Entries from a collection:
>>>>

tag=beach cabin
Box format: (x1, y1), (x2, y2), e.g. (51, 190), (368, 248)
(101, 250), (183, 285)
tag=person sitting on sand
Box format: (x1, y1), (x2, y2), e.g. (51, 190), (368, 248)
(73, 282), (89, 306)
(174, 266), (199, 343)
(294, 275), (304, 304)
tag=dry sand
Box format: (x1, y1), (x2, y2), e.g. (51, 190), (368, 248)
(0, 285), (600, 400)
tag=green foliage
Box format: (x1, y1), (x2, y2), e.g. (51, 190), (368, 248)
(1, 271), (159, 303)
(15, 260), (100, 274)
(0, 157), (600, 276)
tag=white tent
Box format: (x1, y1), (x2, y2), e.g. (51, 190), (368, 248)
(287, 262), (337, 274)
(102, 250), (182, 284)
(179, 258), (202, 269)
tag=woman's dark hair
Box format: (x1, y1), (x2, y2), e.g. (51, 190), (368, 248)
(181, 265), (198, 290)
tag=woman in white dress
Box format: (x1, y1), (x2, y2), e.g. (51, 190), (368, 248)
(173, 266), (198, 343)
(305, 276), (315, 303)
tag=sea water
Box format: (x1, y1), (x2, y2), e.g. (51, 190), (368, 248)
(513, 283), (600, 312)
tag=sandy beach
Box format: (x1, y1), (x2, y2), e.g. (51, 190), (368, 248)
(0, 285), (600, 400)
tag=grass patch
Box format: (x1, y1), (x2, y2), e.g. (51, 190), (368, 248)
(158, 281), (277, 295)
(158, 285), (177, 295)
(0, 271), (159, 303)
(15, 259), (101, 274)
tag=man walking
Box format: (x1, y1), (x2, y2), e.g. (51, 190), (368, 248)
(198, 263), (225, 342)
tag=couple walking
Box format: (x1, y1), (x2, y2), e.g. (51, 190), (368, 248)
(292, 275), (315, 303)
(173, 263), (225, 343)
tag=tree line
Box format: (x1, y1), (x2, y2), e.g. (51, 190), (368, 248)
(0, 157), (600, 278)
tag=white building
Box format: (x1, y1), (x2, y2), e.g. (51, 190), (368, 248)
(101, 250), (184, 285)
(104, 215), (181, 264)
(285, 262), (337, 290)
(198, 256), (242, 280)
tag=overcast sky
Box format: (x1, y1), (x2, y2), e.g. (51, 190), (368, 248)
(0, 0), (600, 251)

<<<<

Exercise directions: Copy every line of the entries above word for word, from start to finish.

Answer for this exercise:
tag=beach cabin
Box format: (x1, y1), (x2, y2), e.g. (51, 190), (368, 248)
(101, 250), (183, 285)
tag=person sitting on sand
Box format: (x1, y1), (x2, y2), e.g. (51, 190), (368, 248)
(73, 282), (89, 306)
(174, 266), (199, 343)
(294, 275), (304, 304)
tag=dry sand
Box format: (x1, y1), (x2, y2), e.g. (51, 190), (368, 248)
(0, 285), (600, 400)
tag=green foliage
Box format: (x1, y1), (x2, y2), e.g. (51, 190), (368, 248)
(1, 271), (159, 303)
(15, 260), (100, 274)
(0, 157), (600, 276)
tag=white tent
Box format: (x1, y1), (x2, y2), e.g. (51, 190), (368, 248)
(287, 262), (337, 274)
(102, 250), (182, 284)
(179, 258), (202, 269)
tag=woman's dark hair
Box format: (x1, y1), (x2, y2), e.g. (51, 190), (368, 248)
(181, 265), (198, 290)
tag=woman in white dress
Box format: (x1, y1), (x2, y2), e.g. (51, 190), (368, 248)
(173, 266), (198, 343)
(305, 276), (315, 303)
tag=sea water
Box format: (x1, y1), (x2, y2), e.g. (51, 190), (368, 248)
(513, 283), (600, 312)
tag=sandy beach
Box format: (x1, y1), (x2, y2), e.g. (51, 190), (368, 248)
(0, 285), (600, 400)
tag=grass patch
Box format: (x1, y1), (x2, y2), e.g. (51, 190), (368, 248)
(158, 281), (277, 295)
(158, 285), (177, 295)
(0, 271), (159, 303)
(15, 259), (101, 274)
tag=man walking
Box format: (x1, y1), (x2, y2), e.g. (51, 190), (368, 248)
(198, 263), (225, 342)
tag=couple walking
Box format: (x1, y1), (x2, y2), e.g. (51, 190), (368, 248)
(292, 275), (315, 303)
(173, 263), (225, 343)
tag=tree line
Box format: (x1, y1), (x2, y2), e.g. (51, 190), (368, 248)
(0, 157), (600, 278)
tag=white building
Box format: (x1, y1), (x2, y2), e.g. (51, 190), (368, 248)
(101, 250), (184, 285)
(104, 215), (181, 264)
(285, 262), (337, 290)
(198, 256), (242, 280)
tag=overcast sky
Box format: (x1, y1), (x2, y2), e.g. (51, 190), (368, 248)
(0, 0), (600, 251)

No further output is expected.